> _WHAT IS ASKED_:
A. Answer these questions about the C++ forum thread below:
(i) Which syntax does tashirosgt say g++ accepts for passing the parameter 3?
(ii) What does PompeyBlue say is good practice to declare explicitly and use instead of a constructor?
(iii) What is the name of the private member of class B?
B. What comes next in the C++ forum thread below? Continue it from its last sentence.

> _SOURCE EXCERPT_:
I want to create an array of instances of class A


A* arrA = new A[5];

This works fine.

Another situation with class B

class B
{
public:
B(int v);

private:
int secret;
};


I want to create an array of instances of class B. But how can we pass the constructor parameter in the new operator ???

B* arrB = new B[5]; <----- error, how to pass the parameters in this situation



Anyone give me an answer ?

tashirosgt
23rd September 2004, 08:31 PM
I tried a simple example and the syntax
B* arrB = new B[5](3);
works to pass the parameter 3 .
I don't know it this is supposed to work in C++, but g++ accepts it.

PompeyBlue
24th September 2004, 09:09 AM
I remember asking this exact same question when I started learning C++.

The short answer is, you can't do it. You can't create an array of classes each with their own constructor.

However, just from my own experience, C++ is awful for allowing you to do things behind your back. Constructors, when not explicity called, can mean other programmers are making incorrect assumptions as to what happens when you instance a class. IMHO it's good practice to explicitly delcare a "Construct" member which you use instead of a constructor. I.e.

A * lpMyNewClass = new A;

lpMyNewClass->Consutrct();

Any programmer who looks at your code is aware there is a constructor there and that some sort of action is taking place. Maybe they should check it out, maybe constructing a class is an expensive hobby they should not be doing in real time, maybe it's allocating vast quantities of memory, either way, it's just letting others know your class is doing some processing. However, something like:

A * lpMyNewClass = new A;

Doesn't, but I guess in your case

A * lpMyNewClasses[5] = new A[5](3);

Warns others, but as you've found, you can't call each class with a seperate constructor.

[Excerpts from point annotation data]

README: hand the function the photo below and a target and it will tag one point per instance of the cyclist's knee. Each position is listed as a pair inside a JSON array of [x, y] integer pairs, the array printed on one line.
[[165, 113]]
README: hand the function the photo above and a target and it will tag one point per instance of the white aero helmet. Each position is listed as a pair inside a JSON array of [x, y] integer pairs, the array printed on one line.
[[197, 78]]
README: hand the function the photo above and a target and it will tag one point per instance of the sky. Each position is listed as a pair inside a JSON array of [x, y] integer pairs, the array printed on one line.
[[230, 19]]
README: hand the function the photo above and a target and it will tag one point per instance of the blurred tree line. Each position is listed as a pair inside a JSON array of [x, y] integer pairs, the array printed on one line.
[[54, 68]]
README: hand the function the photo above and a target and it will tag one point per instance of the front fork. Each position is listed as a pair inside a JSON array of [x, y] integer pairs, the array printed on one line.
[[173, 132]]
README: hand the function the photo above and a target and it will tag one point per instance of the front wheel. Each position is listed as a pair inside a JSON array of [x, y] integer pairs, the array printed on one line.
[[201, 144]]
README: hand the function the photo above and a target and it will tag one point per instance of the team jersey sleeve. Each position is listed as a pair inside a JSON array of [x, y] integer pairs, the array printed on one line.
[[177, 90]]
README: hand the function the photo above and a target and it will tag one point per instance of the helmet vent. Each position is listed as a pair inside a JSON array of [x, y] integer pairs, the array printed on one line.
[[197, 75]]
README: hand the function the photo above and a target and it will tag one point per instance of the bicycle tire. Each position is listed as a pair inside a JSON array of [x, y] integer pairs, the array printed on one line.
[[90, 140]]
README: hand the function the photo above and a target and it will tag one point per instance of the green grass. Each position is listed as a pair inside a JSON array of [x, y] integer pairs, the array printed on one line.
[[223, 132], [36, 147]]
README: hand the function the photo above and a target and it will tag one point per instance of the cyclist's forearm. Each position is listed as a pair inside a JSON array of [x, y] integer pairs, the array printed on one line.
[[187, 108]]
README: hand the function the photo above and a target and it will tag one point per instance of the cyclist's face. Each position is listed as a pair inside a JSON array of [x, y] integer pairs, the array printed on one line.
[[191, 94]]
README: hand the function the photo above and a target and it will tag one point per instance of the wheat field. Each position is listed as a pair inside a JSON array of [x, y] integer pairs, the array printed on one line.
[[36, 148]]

...

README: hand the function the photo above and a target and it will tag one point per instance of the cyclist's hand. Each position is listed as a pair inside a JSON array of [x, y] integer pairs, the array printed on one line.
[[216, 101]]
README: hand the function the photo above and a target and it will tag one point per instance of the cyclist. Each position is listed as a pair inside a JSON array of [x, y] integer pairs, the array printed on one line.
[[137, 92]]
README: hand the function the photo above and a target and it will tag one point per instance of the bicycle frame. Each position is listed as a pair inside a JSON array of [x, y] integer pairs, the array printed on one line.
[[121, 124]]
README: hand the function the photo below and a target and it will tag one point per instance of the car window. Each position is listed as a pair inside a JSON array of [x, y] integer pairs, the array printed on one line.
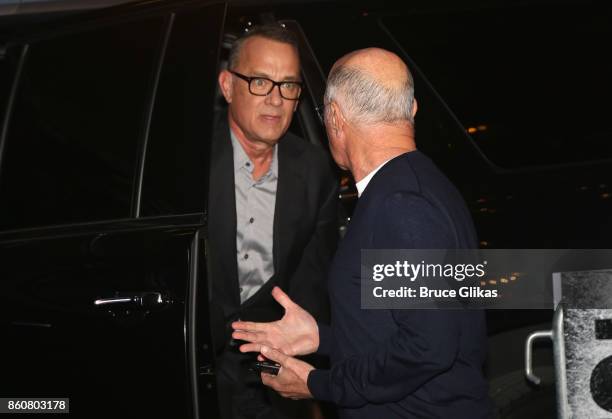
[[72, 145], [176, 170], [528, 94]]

> _RESULTS_:
A.
(i) B* arrB = new B[5](3);
(ii) A "Construct" member.
(iii) secret

B.
mnguyen
24th September 2004, 07:36 PM
Hi guys,

I checked the book of Bjarne Stroustrup, it said that this can be done for ONLY DEFAULT CONSTRUCTOR. The class B did not have a default constructor, so there is no way to create an array of B.

Anyway, ur opinions give me more details of C++ aspects. Really appreciate that. :D

Tks a lot guys. :)

tashirosgt
25th September 2004, 01:36 AM
According to the C++ FAQ lite at
http://www.parashift.com/c++-faq-lite/ctors.html#faq-10.5
one may do this:

class Fred {
public:
Fred(int i, int j);
...assume there is no default constructor in class Fred...
};

int main()
{
Fred a[10] = {
Fred(5,7), Fred(5,7), Fred(5,7), Fred(5,7), Fred(5,7),
Fred(5,7), Fred(5,7), Fred(5,7), Fred(5,7), Fred(5,7)
};

// The 10 Fred objects in array a will be initialized with Fred(5,7).
...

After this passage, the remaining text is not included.